Pipeline 因子架構 - Code 模板¶
本頁提供可直接使用的 Code Template,並標註需要自定義的部分。
📋 模板總覽¶
我們將因子挖掘流程拆解為五個模塊,請依照你的需求組裝:
| 模塊 (Module) | 核心功能 | 你的任務 (Action) |
|---|---|---|
| M1. 基礎建設 | 環境設定 股票池 |
🟢 設定參數 (回測區間、數據 Bundle) |
| M2. 因子定義 | CustomFactor 運算邏輯 |
🔥 定義 Alpha (撰寫數學公式、資料清洗) |
| M3. 訊號組裝 | Pipeline Filter |
🔥 合成因子 (多因子結合、篩選、排名) |
| M4. 調倉邏輯 | Schedule Rebalance |
🔵 選擇頻率 (月換/季換、權重分配) |
| M5. 執行引擎 | run_algorithm 績效回測 |
🔒 直接執行 (分析 IC 值、報酬率) |
🎯 完整模板¶
Module 1: 環境設定 & 股票池¶
# ====================================
# Module 1: 環境設定 & 股票池
# ====================================
import os
import pandas as pd
import numpy as np
import tejapi
import matplotlib.pyplot as plt
from logbook import Logger
# TEJ API 設定
os.environ['TEJAPI_BASE'] = 'https://api.tej.com.tw'
os.environ['TEJAPI_KEY'] = 'your_key'
tejapi.ApiConfig.api_key = os.getenv('TEJAPI_KEY')
tejapi.ApiConfig.api_base = os.getenv('TEJAPI_BASE')
# 日誌設定
log = Logger('Strategy')

> _資料摘錄_
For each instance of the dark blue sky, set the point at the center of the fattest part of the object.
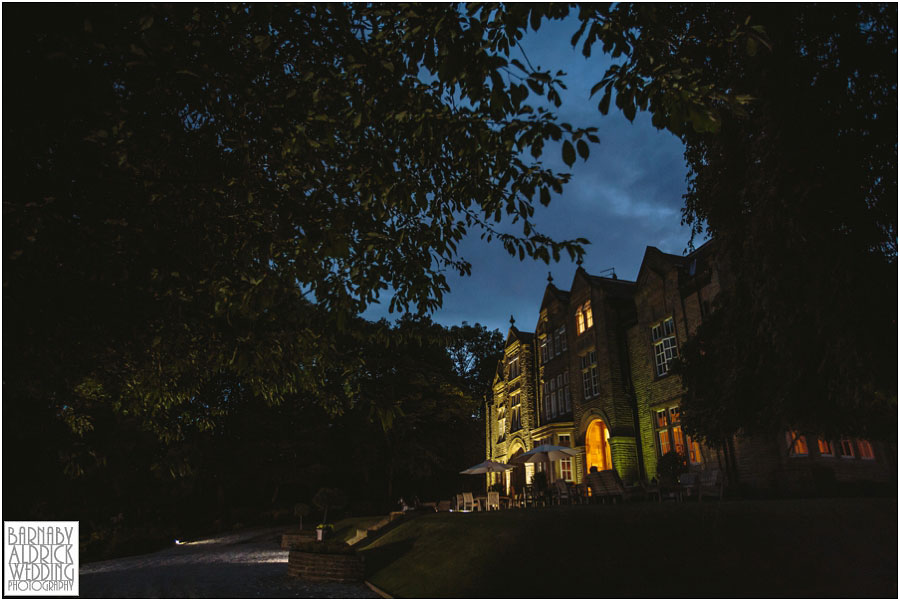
(625, 197)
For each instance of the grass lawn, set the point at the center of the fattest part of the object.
(346, 529)
(764, 548)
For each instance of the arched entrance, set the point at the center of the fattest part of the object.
(596, 442)
(517, 475)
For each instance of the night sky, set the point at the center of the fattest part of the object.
(625, 197)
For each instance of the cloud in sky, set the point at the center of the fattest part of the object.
(625, 197)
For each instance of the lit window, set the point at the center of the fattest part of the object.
(589, 375)
(665, 348)
(584, 317)
(514, 367)
(678, 438)
(694, 454)
(865, 449)
(664, 445)
(553, 405)
(546, 397)
(796, 444)
(847, 448)
(669, 433)
(565, 465)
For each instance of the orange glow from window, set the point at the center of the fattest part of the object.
(694, 450)
(664, 444)
(865, 449)
(797, 444)
(597, 446)
(679, 440)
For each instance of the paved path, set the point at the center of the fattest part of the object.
(246, 564)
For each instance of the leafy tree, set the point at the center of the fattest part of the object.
(475, 351)
(207, 193)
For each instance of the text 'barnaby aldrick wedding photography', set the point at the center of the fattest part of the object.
(40, 558)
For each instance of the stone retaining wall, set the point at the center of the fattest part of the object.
(287, 540)
(322, 566)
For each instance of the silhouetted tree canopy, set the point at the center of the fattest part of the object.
(206, 194)
(789, 118)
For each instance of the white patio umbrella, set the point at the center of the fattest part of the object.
(488, 466)
(545, 452)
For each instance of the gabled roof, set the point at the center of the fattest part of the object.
(516, 334)
(613, 287)
(658, 261)
(661, 262)
(552, 293)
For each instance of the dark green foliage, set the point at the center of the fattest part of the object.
(800, 193)
(789, 117)
(204, 197)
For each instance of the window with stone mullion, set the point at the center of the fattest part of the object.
(665, 347)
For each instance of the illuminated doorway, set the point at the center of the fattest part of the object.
(597, 446)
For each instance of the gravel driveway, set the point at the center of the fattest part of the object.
(246, 564)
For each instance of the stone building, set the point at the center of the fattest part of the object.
(595, 375)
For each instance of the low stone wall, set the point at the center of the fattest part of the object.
(292, 538)
(322, 566)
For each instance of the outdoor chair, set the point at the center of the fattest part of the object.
(528, 496)
(711, 484)
(669, 488)
(581, 493)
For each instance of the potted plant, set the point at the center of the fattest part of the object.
(324, 531)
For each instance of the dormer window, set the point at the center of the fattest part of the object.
(514, 368)
(584, 318)
(665, 348)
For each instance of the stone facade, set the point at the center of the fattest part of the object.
(326, 567)
(594, 375)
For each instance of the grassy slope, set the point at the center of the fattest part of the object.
(791, 548)
(346, 529)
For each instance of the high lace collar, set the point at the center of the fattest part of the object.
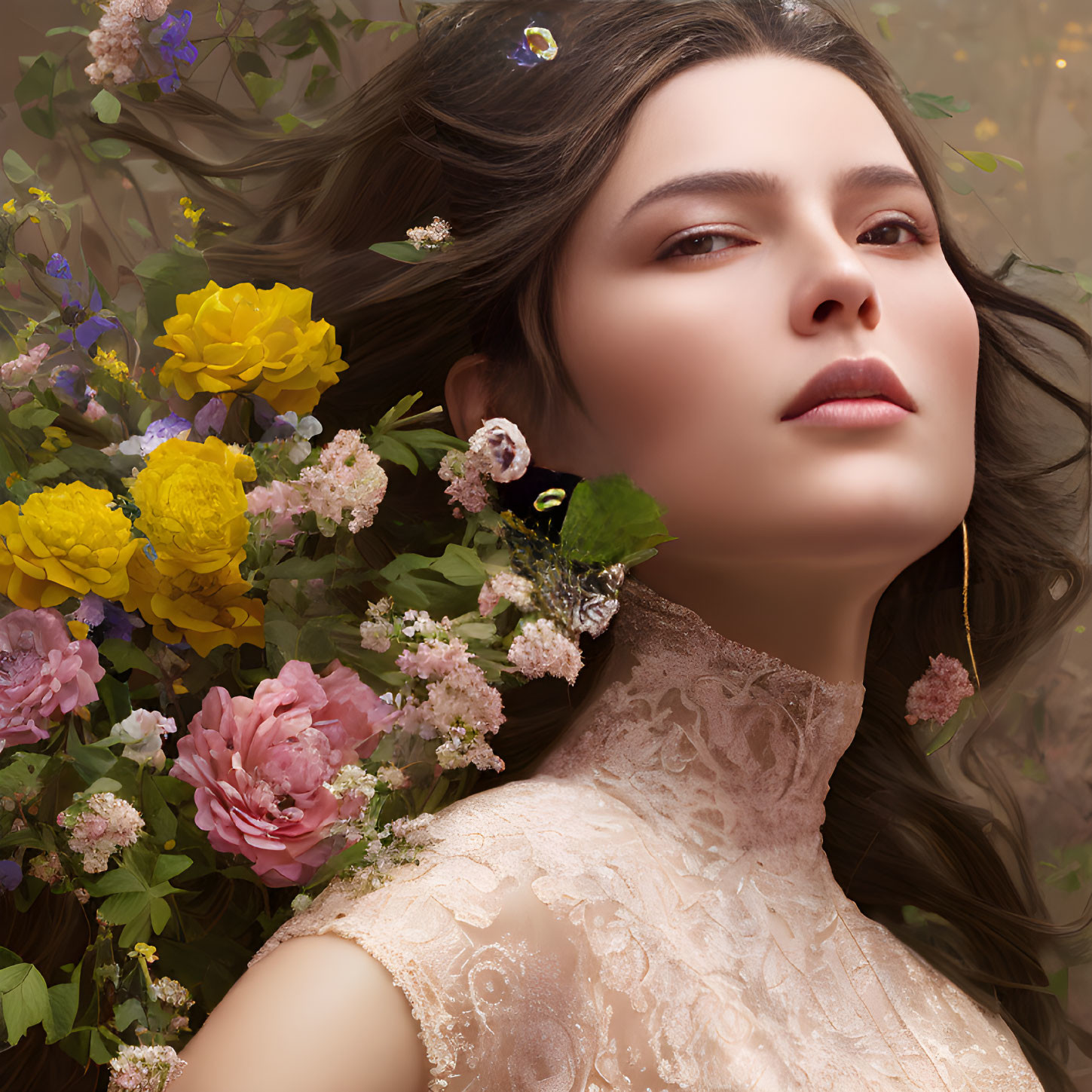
(731, 745)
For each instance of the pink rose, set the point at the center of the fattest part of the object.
(43, 671)
(259, 765)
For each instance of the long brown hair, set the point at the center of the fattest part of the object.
(509, 156)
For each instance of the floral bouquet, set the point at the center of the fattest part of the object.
(231, 668)
(187, 695)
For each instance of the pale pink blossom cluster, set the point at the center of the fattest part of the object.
(282, 501)
(466, 488)
(353, 781)
(172, 993)
(542, 649)
(462, 708)
(497, 450)
(506, 586)
(432, 236)
(43, 671)
(433, 658)
(143, 730)
(143, 1068)
(937, 695)
(95, 411)
(259, 765)
(393, 775)
(20, 372)
(115, 44)
(106, 824)
(348, 476)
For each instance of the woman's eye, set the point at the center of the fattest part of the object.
(702, 243)
(696, 246)
(892, 226)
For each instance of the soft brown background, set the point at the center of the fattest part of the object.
(1026, 68)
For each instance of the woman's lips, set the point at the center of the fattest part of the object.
(854, 413)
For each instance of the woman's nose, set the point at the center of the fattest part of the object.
(834, 283)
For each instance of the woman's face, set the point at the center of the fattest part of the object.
(688, 325)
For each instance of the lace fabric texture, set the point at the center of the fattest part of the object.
(652, 907)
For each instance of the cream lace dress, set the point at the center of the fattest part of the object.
(652, 909)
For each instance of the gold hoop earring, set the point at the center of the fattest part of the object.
(967, 620)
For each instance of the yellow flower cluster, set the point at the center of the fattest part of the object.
(194, 510)
(43, 197)
(109, 362)
(260, 341)
(65, 540)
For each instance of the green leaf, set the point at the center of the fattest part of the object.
(139, 928)
(610, 521)
(17, 168)
(393, 450)
(60, 1016)
(127, 1012)
(116, 698)
(934, 106)
(262, 87)
(106, 106)
(124, 907)
(401, 251)
(37, 82)
(168, 866)
(326, 39)
(26, 999)
(252, 63)
(461, 566)
(32, 415)
(982, 160)
(124, 656)
(99, 1053)
(109, 148)
(90, 760)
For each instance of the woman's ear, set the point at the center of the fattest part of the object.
(466, 394)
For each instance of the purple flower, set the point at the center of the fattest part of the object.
(173, 44)
(58, 267)
(92, 610)
(174, 47)
(67, 379)
(211, 418)
(87, 329)
(11, 875)
(167, 427)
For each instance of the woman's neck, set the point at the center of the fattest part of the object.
(731, 746)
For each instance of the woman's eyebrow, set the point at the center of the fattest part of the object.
(763, 184)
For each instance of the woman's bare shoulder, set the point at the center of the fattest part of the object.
(318, 1014)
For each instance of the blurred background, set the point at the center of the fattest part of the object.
(1016, 78)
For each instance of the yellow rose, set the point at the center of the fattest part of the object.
(260, 341)
(203, 608)
(192, 505)
(65, 540)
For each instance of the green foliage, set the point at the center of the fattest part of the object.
(610, 521)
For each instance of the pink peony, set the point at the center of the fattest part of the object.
(43, 671)
(259, 765)
(937, 695)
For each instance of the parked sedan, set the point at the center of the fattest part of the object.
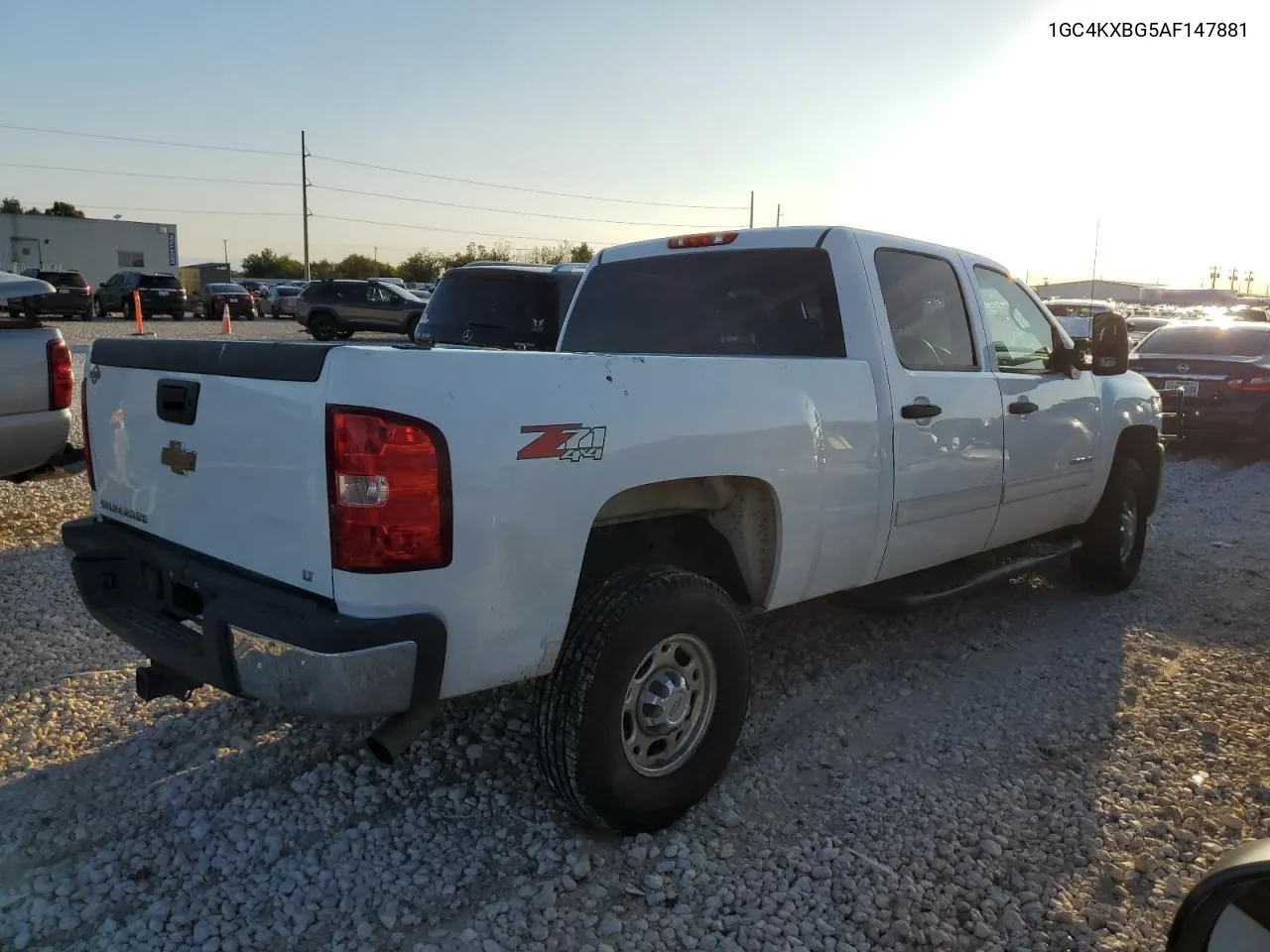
(70, 298)
(1215, 376)
(214, 298)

> _練習要求_
1) 因子模板說明把因子挖掘流程拆成幾個模塊？
2) 根據因子模板說明的程式碼，說明 tejapi.ApiConfig.api_key 的值是怎麼來的。
3) 從 log = Logger('Strategy') 這一行之後，續寫因子模板說明的程式碼。
這些資料和因子模板說明沒有關係。

> _任務解答_
1) 五個模塊。

2) 程式先透過 os.environ 把環境變數 'TEJAPI_KEY' 設為 'your_key'。接著用 os.getenv('TEJAPI_KEY') 讀出這個值，再指定給 tejapi.ApiConfig.api_key。

3)
# 中文顯示設定
plt.rcParams['font.sans-serif'] = ['Microsoft JhengHei']
plt.rcParams['axes.unicode_minus'] = False
# ====================================
# 參數設定
# ====================================
# 🔧 自定義:回測期間
start_date = '2019-01-01'
end_date = '2023-12-31'
# 🔧 自定義:股票池
# 方法 1: 台灣 50 成分股
tw50_list = get_universe(start_date,end_date, idx_id='IX0002')
print(f"台灣 50 成分股數量: {len(tw50_list)}")
# 方法 2: 上市 + 上櫃
from zipline.sources.TEJ_Api_Data import get_universe
pool = get_universe(
start=pd.Timestamp(start_date, tz='utc'),
end=pd.Timestamp(end_date, tz='utc'),
mkt_bd_e=['TSE', 'OTC'],
stktp_e='Common Stock'
)
# 設定環境變數
os.environ['mdate'] = f'{start_date} {end_date}'
os.environ['ticker'] = ' '.join(pool) # 或 tw50_list
# ====================================
# 匯入股價資料
# ====================================
from zipline.data.run_ingest import simple_ingest
pools = pool + ['IR0001'] # 加入基準指數
print("正在準備 Zipline 資料...")
simple_ingest(
name='tquant',
tickers=pools,
start_date=start_date.replace('-', ''),
end_date=end_date.replace('-', '')
)
print("資料準備完成!")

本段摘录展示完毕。